[PATCH 1/2] drm/amdgpu: fix deadlock caused by overflow

Tue Sep 20 12:22:43 UTC 2022

Hi Victor,

yes that behavior is mandatory. We can't rely on all engines always 
sending valid fence numbers.

Regards,
Christian.

Am 20.09.22 um 12:22 schrieb Zhao, Victor:
> [AMD Official Use Only - General]
>
> Hi @Koenig, Christian,
>
> About the change 'drm/amdgpu: sanitize fence numbers', do you know if this vce issue still exists? Can we change fence process back?
>
> Hi @Grodzovsky, Andrey,
>
> So looks like close irq is possibly the most appropriate fix for this issue for now? Please help review this part.
>
>
> Thanks,
> Victor
>
>
>
> -----Original Message-----
> From: Grodzovsky, Andrey <Andrey.Grodzovsky at amd.com>
> Sent: Monday, September 19, 2022 11:04 PM
> To: Zhao, Victor <Victor.Zhao at amd.com>; Koenig, Christian <Christian.Koenig at amd.com>; amd-gfx at lists.freedesktop.org
> Cc: Deng, Emily <Emily.Deng at amd.com>
> Subject: Re: [PATCH 1/2] drm/amdgpu: fix deadlock caused by overflow
>
> I don't know if issue still exist but it worth checking with Christian who wrote this patch.

DATA RECORDS:
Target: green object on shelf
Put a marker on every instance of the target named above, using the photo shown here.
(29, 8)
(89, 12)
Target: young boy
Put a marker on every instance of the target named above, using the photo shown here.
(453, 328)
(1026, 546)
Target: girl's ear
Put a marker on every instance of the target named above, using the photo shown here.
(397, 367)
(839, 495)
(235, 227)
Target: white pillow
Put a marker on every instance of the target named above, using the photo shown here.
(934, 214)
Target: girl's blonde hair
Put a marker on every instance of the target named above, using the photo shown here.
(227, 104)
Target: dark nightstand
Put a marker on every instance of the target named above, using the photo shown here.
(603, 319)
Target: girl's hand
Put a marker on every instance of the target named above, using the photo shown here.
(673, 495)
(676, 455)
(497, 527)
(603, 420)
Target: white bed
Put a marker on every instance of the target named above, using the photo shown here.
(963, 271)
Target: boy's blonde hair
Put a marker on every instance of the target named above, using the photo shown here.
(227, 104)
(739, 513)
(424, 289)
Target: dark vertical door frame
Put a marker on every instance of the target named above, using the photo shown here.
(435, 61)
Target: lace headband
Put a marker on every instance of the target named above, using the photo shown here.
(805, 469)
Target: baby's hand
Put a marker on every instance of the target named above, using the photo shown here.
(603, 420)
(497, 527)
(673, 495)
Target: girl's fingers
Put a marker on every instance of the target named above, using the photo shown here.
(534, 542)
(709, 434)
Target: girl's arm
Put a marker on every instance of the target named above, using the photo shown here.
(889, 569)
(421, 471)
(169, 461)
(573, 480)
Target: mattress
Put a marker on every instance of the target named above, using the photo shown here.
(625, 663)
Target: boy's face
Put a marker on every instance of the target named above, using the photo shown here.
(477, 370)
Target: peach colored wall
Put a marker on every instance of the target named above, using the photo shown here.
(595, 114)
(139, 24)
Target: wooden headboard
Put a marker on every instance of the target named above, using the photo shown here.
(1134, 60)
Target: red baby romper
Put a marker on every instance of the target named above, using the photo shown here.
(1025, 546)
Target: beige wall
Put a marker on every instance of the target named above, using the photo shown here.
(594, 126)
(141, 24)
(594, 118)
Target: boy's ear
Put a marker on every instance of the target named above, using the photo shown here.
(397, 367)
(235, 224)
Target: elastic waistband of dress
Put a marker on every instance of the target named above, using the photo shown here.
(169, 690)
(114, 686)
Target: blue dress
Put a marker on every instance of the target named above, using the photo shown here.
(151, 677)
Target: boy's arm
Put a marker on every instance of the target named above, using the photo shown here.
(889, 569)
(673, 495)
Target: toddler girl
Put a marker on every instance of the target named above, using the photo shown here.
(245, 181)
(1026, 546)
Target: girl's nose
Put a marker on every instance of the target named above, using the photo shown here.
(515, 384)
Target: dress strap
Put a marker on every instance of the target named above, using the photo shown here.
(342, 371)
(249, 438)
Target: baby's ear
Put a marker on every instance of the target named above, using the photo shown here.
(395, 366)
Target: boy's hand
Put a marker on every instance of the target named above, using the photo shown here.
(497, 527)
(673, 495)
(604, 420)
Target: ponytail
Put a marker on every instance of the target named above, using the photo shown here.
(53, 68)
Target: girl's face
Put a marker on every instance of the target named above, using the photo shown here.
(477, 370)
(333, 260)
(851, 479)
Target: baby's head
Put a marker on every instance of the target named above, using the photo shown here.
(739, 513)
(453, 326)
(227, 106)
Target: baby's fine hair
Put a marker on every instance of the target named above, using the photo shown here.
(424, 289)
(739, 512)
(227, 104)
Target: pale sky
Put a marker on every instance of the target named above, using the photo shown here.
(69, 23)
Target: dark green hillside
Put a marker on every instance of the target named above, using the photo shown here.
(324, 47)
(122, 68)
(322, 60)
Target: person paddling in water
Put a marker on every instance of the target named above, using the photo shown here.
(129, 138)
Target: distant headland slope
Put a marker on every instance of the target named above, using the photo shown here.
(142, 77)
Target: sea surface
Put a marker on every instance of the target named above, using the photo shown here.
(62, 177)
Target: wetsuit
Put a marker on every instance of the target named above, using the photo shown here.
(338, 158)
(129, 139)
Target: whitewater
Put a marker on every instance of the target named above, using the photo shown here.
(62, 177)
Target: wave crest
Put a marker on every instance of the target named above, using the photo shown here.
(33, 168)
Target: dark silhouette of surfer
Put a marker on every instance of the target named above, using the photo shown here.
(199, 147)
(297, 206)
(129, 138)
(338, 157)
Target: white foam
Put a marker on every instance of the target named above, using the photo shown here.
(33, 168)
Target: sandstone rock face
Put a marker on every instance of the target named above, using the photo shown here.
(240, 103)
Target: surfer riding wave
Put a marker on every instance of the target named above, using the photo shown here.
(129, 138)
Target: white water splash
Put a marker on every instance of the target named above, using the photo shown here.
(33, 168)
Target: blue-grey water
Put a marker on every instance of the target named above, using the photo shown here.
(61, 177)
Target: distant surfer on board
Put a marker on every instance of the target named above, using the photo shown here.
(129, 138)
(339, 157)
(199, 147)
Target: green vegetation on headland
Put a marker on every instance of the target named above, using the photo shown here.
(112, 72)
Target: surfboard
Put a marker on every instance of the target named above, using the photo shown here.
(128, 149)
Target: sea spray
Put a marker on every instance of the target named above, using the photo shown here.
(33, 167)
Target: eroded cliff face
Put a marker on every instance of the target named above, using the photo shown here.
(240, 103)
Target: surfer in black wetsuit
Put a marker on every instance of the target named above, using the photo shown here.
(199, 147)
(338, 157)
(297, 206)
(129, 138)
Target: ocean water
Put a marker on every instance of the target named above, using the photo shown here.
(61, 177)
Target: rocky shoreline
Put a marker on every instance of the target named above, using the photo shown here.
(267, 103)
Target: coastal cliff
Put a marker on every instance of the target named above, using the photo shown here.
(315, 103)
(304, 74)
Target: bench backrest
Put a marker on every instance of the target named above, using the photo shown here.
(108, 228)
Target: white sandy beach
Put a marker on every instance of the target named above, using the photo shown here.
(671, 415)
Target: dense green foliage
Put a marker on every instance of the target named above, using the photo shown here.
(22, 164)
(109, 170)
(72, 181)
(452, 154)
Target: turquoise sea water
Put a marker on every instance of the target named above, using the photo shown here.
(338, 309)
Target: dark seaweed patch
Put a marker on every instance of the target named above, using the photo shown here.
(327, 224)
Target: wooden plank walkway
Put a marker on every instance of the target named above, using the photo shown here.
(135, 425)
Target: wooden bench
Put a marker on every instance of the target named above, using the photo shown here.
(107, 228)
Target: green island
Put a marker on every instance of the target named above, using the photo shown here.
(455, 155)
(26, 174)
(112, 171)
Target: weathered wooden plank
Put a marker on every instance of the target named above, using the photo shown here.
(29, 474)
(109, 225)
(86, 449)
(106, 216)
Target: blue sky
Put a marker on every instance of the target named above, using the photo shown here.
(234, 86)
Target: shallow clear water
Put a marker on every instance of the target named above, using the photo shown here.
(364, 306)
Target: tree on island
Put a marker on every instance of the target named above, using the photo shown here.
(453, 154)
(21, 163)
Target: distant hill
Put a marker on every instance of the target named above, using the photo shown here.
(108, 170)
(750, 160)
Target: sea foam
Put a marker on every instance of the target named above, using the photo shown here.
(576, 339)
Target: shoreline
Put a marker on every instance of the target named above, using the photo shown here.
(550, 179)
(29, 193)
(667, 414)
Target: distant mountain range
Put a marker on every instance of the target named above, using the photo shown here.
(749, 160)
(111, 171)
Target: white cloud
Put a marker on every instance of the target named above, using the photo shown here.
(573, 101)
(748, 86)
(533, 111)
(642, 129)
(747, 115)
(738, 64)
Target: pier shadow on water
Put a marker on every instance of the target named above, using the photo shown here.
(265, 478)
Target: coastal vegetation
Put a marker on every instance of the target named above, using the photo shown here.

WORK TO COMPLETE:
[A] Reproduce the patch thread word for word from "Am 20.09.22 um" to "review this part.".
[B] In the patch thread, what reason does Christian give for the behavior being mandatory?

OUTPUTS FOR THE TASKS:
[A]
Am 20.09.22 um 12:22 schrieb Zhao, Victor:
> [AMD Official Use Only - General]
>
> Hi @Koenig, Christian,
>
> About the change 'drm/amdgpu: sanitize fence numbers', do you know if this vce issue still exists? Can we change fence process back?
>
> Hi @Grodzovsky, Andrey,
>
> So looks like close irq is possibly the most appropriate fix for this issue for now? Please help review this part.

[B] They can't rely on all engines always sending valid fence numbers.